GIVEN REQUEST ::
Exactly as given, write out the lines from the one containing "Question. For every instance of the wooden dock in" through the end of the listing, with both ends included and nothing else.

Excerpt from a dataset ::

>>>

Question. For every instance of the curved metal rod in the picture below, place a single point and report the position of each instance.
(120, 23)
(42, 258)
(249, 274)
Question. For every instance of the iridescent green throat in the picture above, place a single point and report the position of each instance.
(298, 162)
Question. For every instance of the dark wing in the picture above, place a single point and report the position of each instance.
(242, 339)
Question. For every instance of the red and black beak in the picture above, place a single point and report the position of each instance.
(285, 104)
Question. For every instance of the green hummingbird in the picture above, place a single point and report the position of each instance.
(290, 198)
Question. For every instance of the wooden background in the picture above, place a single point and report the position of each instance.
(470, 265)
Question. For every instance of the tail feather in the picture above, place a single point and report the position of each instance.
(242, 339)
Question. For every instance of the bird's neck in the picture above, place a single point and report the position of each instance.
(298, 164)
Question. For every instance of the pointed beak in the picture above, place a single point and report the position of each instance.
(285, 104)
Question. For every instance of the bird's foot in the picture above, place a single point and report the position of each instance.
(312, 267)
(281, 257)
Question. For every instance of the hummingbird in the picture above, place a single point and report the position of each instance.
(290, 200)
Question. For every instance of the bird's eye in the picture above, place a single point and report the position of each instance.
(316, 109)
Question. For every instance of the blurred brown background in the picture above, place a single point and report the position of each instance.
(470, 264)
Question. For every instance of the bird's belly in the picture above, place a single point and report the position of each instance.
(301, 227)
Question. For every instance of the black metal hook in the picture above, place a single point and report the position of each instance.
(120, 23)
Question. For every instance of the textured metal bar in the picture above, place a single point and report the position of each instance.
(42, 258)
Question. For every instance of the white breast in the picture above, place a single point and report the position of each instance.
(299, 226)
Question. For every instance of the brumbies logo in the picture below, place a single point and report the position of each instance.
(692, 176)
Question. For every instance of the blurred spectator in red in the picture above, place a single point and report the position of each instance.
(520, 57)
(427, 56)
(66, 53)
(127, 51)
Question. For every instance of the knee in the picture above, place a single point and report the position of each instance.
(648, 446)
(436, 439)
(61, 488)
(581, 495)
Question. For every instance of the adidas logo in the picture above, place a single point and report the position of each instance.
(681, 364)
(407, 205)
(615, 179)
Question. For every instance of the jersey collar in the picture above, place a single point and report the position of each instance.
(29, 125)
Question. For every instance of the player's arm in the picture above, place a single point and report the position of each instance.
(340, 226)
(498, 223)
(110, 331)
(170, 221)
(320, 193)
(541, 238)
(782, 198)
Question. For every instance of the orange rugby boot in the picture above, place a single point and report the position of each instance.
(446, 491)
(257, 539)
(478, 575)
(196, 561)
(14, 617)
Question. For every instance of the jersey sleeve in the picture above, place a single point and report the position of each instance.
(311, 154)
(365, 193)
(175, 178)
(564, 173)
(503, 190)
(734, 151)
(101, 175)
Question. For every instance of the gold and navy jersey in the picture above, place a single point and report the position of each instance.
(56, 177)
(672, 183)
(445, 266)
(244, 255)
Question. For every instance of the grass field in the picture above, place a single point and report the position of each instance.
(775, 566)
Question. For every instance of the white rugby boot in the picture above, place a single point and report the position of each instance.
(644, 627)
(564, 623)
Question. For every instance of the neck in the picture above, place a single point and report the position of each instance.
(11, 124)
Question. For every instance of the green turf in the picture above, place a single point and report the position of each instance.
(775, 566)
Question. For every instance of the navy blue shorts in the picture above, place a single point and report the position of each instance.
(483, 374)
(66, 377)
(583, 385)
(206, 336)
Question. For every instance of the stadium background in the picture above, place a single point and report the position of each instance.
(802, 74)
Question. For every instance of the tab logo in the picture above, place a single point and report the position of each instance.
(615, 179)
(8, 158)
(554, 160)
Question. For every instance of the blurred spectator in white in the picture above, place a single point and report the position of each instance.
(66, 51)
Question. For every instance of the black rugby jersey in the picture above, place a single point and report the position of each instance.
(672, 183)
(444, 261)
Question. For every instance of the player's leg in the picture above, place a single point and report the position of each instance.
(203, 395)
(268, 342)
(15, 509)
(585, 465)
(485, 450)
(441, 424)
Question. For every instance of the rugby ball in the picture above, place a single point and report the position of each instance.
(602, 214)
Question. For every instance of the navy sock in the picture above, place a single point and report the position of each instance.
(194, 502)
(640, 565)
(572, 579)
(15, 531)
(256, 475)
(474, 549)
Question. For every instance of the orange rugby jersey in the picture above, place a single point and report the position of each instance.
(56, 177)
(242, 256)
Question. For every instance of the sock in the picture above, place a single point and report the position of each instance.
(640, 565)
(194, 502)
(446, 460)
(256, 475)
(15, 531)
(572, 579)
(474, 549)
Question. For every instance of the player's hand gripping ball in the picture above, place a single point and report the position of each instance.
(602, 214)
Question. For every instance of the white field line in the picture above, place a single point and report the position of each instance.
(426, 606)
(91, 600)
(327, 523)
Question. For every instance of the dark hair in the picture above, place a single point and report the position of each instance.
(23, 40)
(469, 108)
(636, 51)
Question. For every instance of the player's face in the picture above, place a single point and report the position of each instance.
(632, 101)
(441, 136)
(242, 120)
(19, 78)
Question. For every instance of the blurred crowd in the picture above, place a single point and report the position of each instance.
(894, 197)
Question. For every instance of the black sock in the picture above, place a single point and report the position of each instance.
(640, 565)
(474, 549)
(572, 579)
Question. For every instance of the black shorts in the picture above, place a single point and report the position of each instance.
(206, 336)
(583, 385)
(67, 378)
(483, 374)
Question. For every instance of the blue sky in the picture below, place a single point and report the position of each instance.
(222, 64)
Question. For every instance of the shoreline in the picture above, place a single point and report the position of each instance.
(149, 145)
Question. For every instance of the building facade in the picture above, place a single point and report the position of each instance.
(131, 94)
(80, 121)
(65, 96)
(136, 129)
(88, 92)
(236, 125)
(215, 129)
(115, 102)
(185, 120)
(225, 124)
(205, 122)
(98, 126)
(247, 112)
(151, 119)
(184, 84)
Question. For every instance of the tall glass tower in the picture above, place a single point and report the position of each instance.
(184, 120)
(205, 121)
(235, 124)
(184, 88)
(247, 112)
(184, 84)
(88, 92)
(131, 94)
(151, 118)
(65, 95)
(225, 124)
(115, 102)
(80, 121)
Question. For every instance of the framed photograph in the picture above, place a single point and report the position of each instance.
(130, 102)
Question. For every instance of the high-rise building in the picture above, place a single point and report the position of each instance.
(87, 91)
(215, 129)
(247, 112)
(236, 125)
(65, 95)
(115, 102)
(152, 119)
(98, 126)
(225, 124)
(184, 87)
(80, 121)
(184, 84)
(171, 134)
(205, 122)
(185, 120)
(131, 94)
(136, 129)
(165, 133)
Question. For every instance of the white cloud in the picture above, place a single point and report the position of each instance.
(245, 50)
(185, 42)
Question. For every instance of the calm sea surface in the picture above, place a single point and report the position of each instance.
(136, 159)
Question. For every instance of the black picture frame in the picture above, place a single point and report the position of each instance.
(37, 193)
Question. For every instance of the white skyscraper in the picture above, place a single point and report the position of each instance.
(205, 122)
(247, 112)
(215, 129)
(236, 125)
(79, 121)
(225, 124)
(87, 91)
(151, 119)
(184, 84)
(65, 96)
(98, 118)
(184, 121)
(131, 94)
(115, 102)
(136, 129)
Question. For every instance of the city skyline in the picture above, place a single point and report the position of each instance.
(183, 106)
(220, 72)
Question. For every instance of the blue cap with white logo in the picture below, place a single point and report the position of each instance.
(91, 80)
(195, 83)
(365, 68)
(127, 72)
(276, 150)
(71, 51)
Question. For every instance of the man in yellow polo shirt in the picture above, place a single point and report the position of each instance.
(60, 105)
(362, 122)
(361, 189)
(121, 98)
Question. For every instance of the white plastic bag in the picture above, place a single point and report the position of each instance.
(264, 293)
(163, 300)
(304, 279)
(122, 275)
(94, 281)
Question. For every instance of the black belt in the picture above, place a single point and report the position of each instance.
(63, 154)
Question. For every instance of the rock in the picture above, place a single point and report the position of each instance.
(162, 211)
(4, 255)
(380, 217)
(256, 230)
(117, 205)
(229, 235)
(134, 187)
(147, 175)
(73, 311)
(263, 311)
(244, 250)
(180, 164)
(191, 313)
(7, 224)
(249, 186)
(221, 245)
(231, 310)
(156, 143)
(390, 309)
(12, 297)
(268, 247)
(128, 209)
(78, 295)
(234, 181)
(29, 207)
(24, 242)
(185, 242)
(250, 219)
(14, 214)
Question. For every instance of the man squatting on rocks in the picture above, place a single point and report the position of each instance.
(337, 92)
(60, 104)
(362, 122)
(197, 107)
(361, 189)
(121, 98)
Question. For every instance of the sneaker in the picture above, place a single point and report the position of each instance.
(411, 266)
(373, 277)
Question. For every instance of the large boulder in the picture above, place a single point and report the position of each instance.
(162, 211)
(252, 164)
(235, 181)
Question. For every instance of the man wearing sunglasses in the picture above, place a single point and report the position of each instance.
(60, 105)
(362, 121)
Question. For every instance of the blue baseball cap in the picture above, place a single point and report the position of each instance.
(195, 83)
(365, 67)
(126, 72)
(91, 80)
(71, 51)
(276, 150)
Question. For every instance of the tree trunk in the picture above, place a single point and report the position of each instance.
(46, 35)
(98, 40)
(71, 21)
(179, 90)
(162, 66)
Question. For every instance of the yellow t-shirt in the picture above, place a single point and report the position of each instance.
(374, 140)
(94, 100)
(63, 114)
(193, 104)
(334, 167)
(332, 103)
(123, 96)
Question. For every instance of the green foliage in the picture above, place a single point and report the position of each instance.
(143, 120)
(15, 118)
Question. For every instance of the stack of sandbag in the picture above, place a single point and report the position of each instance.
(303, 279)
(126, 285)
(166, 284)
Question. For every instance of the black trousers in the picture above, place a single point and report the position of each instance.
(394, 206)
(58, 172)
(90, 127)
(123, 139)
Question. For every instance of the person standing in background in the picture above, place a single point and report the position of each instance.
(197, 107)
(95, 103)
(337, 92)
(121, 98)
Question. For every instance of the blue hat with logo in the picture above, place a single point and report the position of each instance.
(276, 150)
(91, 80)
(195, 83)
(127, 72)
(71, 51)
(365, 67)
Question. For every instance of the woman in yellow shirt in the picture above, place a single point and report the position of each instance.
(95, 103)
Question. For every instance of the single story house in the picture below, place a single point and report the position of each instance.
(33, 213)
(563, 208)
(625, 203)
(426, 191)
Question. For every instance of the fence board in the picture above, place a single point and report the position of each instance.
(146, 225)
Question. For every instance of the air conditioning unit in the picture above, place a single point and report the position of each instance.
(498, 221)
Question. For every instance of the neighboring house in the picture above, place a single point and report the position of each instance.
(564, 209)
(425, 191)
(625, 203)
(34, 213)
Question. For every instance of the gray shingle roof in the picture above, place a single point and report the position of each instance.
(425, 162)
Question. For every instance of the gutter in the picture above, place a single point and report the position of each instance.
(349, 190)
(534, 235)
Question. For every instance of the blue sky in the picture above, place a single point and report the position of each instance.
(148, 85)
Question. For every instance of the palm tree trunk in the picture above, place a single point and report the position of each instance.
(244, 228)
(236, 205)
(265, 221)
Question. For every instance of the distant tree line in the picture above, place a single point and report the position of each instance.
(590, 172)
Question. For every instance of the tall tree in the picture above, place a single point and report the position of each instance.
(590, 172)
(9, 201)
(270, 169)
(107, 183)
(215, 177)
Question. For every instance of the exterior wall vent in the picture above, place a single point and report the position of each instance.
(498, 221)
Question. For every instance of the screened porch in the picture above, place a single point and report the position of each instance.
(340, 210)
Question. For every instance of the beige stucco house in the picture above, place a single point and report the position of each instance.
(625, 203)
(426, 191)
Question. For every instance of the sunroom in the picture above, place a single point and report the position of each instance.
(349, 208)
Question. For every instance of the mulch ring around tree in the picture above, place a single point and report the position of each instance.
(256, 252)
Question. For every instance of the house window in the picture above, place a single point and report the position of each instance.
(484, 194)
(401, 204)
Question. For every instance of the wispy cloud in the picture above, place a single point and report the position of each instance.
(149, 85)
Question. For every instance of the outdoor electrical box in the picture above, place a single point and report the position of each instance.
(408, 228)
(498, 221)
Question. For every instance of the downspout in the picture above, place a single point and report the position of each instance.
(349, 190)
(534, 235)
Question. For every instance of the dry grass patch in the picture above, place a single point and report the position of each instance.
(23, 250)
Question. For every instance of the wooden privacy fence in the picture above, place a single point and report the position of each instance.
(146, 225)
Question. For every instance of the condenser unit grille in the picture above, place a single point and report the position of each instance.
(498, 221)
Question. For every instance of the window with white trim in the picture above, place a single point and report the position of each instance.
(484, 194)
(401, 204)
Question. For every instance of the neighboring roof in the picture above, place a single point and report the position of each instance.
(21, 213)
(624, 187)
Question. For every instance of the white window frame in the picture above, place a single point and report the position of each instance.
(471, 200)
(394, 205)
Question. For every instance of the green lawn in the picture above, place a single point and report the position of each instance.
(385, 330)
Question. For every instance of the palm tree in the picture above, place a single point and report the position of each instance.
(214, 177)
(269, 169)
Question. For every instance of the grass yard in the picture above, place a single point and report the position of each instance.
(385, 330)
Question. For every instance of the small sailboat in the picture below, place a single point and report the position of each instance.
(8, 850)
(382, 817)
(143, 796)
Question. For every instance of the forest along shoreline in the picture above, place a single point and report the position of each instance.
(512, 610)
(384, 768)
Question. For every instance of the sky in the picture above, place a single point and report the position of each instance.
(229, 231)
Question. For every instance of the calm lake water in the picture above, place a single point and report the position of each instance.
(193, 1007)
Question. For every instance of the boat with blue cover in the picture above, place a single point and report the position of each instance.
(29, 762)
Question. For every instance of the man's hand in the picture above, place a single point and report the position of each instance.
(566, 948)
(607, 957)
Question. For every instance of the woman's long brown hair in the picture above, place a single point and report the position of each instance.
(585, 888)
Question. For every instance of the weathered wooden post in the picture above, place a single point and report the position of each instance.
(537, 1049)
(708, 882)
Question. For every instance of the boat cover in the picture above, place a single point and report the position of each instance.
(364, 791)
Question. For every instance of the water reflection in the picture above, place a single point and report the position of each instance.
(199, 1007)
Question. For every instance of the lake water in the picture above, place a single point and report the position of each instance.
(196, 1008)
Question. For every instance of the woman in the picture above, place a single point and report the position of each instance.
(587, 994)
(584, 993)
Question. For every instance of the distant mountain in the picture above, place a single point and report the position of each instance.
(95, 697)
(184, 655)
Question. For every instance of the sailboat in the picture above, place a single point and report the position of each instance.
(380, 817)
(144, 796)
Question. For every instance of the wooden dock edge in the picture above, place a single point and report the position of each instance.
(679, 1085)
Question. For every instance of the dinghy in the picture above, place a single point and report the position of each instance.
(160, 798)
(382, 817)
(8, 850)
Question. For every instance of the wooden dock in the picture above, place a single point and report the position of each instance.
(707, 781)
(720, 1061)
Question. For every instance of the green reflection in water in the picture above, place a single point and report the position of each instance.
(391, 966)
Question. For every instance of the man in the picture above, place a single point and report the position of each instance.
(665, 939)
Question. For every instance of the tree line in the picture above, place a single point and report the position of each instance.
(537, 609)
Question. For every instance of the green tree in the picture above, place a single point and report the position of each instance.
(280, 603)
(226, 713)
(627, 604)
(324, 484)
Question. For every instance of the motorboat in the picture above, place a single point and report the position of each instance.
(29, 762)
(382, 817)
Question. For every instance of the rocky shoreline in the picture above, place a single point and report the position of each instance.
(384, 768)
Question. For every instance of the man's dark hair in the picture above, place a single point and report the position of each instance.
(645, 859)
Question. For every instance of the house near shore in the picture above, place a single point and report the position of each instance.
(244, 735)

<<<

EXERCISE SOLUTION ::
Question. For every instance of the wooden dock in the picture above, place a single point and report the position of each instance.
(707, 781)
(720, 1061)
Question. For every instance of the green reflection in water in the picture above, place a single point and report the position of each instance.
(391, 966)
Question. For every instance of the man in the picture above, place a single point and report the position of each instance.
(665, 939)
Question. For every instance of the tree line in the picture above, place a single point and report the position of each instance.
(537, 609)
Question. For every instance of the green tree in the picture above, place a single point and report the position of each instance.
(280, 603)
(226, 713)
(627, 604)
(324, 484)
Question. For every instance of the motorboat in the picture above, place a single point and report the position of each instance.
(29, 762)
(382, 817)
Question. For every instance of the rocky shoreline in the picture above, place a single point and report the position of each instance.
(384, 768)
Question. For every instance of the man's dark hair in the picture above, place a single point and report the position of each instance.
(645, 859)
Question. For every instance of the house near shore in the picture above, place a single point and report the position of each instance.
(244, 735)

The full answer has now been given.